### Problem
Which lines run from the one containing "the car headlight" to the last line of the entries? Return them exactly, with nothing more.

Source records
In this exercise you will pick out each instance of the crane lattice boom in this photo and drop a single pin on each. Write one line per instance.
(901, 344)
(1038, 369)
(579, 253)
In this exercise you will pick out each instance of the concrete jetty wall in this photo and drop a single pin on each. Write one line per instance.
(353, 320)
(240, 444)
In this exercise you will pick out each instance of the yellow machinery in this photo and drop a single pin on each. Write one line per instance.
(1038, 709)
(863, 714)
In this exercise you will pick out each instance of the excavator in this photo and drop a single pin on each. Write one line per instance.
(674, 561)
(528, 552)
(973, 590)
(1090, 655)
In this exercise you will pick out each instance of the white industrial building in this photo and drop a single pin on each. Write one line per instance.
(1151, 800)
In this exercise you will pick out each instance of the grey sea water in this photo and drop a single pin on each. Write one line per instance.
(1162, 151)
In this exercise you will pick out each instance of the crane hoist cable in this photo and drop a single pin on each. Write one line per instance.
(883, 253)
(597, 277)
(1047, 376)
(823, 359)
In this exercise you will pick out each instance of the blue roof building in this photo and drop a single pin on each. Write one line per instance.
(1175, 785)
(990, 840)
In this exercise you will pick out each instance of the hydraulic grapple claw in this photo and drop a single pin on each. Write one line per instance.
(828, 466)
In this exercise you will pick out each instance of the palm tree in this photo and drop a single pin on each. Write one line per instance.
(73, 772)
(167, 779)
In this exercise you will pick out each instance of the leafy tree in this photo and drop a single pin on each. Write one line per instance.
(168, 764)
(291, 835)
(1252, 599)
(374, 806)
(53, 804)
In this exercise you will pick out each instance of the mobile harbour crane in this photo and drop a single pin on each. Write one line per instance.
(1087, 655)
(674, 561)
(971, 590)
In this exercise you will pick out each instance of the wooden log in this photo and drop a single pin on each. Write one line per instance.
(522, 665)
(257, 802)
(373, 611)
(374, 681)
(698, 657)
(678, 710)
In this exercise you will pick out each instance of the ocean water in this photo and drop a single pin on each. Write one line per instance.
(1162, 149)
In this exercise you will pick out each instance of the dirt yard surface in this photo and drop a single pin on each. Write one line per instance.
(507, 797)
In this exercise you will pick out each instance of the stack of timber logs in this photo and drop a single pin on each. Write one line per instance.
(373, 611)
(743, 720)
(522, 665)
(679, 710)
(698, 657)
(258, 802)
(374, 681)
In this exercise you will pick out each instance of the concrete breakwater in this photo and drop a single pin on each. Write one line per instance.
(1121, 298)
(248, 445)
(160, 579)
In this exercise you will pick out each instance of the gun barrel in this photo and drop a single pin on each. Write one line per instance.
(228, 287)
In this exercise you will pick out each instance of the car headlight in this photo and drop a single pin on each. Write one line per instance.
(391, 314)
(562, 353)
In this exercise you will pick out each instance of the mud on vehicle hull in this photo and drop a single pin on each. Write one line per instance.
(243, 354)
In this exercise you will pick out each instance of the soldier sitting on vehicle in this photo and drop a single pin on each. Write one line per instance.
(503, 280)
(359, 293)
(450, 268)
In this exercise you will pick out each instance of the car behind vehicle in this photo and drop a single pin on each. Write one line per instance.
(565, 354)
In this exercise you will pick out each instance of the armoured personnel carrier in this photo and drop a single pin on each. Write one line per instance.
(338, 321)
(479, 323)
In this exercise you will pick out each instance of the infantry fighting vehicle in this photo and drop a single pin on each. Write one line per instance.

### Response
In this exercise you will pick out each instance of the car headlight in this photo and drop a single pin on each. Write one line per instance.
(391, 314)
(562, 353)
In this exercise you will pick out each instance of the mud on vehicle hull in this photo and drop a single pin on each. Write one line per instance.
(243, 354)
In this exercise you will pick out each instance of the soldier sitting on vehicle in this photo and drop a single pin on each. Write one line per instance.
(503, 280)
(359, 293)
(450, 268)
In this exercise you will pick out each instance of the car behind vehicle in this photo and drop a single pin on each. Write one line per instance.
(565, 354)
In this exercise you will pick out each instance of the armoured personnel carrier in this photo and drop a single pin on each. Write one line per instance.
(338, 321)
(479, 323)
In this exercise you will pick out each instance of the infantry fighting vehicle in this photo and drop a single pin on each. Write one line per instance.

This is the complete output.